Annotation records
□ □ □ □ □
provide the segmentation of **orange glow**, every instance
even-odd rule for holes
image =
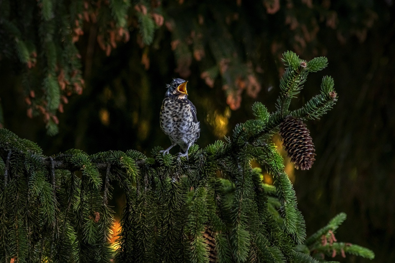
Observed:
[[[207,114],[206,120],[213,128],[214,133],[218,138],[222,138],[228,133],[230,114],[230,109],[228,107],[225,109],[223,113],[216,110]]]
[[[99,112],[99,116],[102,124],[105,126],[110,124],[110,113],[105,109],[102,109]]]
[[[109,240],[109,242],[111,243],[114,246],[117,246],[118,244],[117,244],[117,239],[118,239],[118,237],[117,236],[118,234],[120,232],[121,230],[122,229],[122,227],[121,226],[120,220],[120,218],[115,218],[114,219],[114,224],[113,224],[113,227],[111,228],[111,231],[113,234]]]

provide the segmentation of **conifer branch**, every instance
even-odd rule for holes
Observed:
[[[112,2],[113,15],[122,17],[124,10],[118,9],[128,3]],[[146,41],[150,34],[143,34]],[[53,54],[47,52],[50,65]],[[324,68],[327,61],[306,62],[291,52],[284,56],[288,71],[281,83],[280,107],[269,113],[262,103],[254,103],[254,119],[237,125],[223,141],[202,149],[192,145],[189,162],[160,153],[159,147],[153,149],[153,158],[133,150],[88,155],[75,149],[45,156],[36,144],[0,129],[2,236],[10,229],[6,241],[0,240],[3,256],[103,262],[115,253],[120,262],[315,262],[315,254],[329,249],[372,258],[367,249],[337,242],[334,231],[342,214],[305,241],[295,192],[271,137],[280,126],[282,138],[289,136],[286,150],[300,154],[297,160],[303,163],[304,154],[312,154],[314,148],[311,138],[303,137],[310,136],[305,125],[295,118],[319,118],[334,105],[337,94],[333,80],[325,77],[320,94],[290,112],[290,100],[307,73]],[[52,81],[47,80],[50,89]],[[47,96],[53,109],[58,94]],[[288,139],[295,138],[301,143]],[[273,176],[274,186],[262,184],[261,170],[252,169],[252,160]],[[114,222],[108,205],[113,183],[126,198],[116,251],[107,242]],[[21,215],[26,209],[32,218]]]

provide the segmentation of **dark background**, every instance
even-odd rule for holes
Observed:
[[[308,236],[344,212],[348,218],[337,231],[339,240],[372,250],[374,262],[395,261],[393,1],[281,1],[279,8],[276,1],[247,2],[171,1],[160,8],[151,3],[149,12],[161,13],[165,24],[156,28],[150,45],[141,43],[142,26],[132,6],[130,18],[137,22],[130,23],[130,39],[118,43],[108,56],[89,41],[96,24],[85,23],[85,34],[75,43],[85,86],[81,95],[69,97],[64,113],[58,114],[59,133],[53,137],[46,135],[42,118],[26,116],[23,66],[16,57],[1,56],[4,126],[37,143],[47,155],[76,148],[89,154],[134,149],[150,156],[154,147],[169,145],[159,128],[159,110],[165,84],[182,77],[189,81],[189,98],[201,124],[197,143],[204,147],[252,118],[254,101],[274,110],[283,52],[292,50],[307,60],[326,56],[328,67],[309,75],[291,105],[296,108],[318,94],[324,76],[334,79],[337,104],[321,120],[307,122],[317,154],[312,168],[288,171]],[[199,15],[204,18],[200,26]],[[196,28],[201,39],[191,40]],[[186,44],[172,48],[175,40]],[[195,45],[198,40],[200,46]],[[218,43],[230,51],[215,48]],[[196,48],[204,51],[203,58],[193,55]],[[149,67],[141,63],[144,54]],[[224,58],[231,61],[228,69],[210,87],[201,74],[213,66],[220,69]],[[260,85],[255,97],[233,81],[236,76],[245,80],[250,75]],[[224,90],[226,85],[230,87]],[[239,107],[227,103],[232,92],[239,94]],[[369,261],[348,255],[335,259]]]

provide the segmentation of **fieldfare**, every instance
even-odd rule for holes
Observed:
[[[167,91],[160,109],[160,128],[169,136],[171,145],[161,152],[176,145],[181,150],[179,156],[188,160],[188,150],[200,135],[200,123],[196,117],[196,109],[188,100],[186,83],[182,79],[175,79],[166,85]]]

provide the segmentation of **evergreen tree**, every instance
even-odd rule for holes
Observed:
[[[286,69],[276,110],[254,104],[256,116],[231,137],[204,148],[194,145],[189,161],[130,150],[88,155],[71,149],[44,156],[34,143],[0,129],[0,261],[325,261],[346,253],[372,259],[365,248],[338,242],[340,213],[306,239],[295,192],[271,141],[280,132],[295,166],[308,169],[314,146],[303,121],[318,119],[337,95],[330,77],[320,94],[299,109],[291,100],[308,73],[325,68],[324,57],[307,62],[283,55]],[[262,183],[261,170],[274,178]],[[115,246],[112,186],[126,197]]]

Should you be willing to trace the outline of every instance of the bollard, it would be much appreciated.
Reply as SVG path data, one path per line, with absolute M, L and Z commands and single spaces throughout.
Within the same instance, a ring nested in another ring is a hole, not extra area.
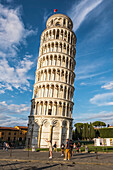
□ □ □ □ □
[Work to complete]:
Rewrite the stretch from the line containing "Should you be" through the end of the rows, replacing "bollard" with "lamppost" and changing nothing else. Leave the pictures out of your answer.

[Expected answer]:
Should you be willing to trace the outline of every instance of the lamppost, it would be much appreciated.
Reply as SVG path data, one path per line, with absolute M, L and Z commands and single spaces throughout.
Within the same instance, a ring nested in another ring is a hole, not extra area.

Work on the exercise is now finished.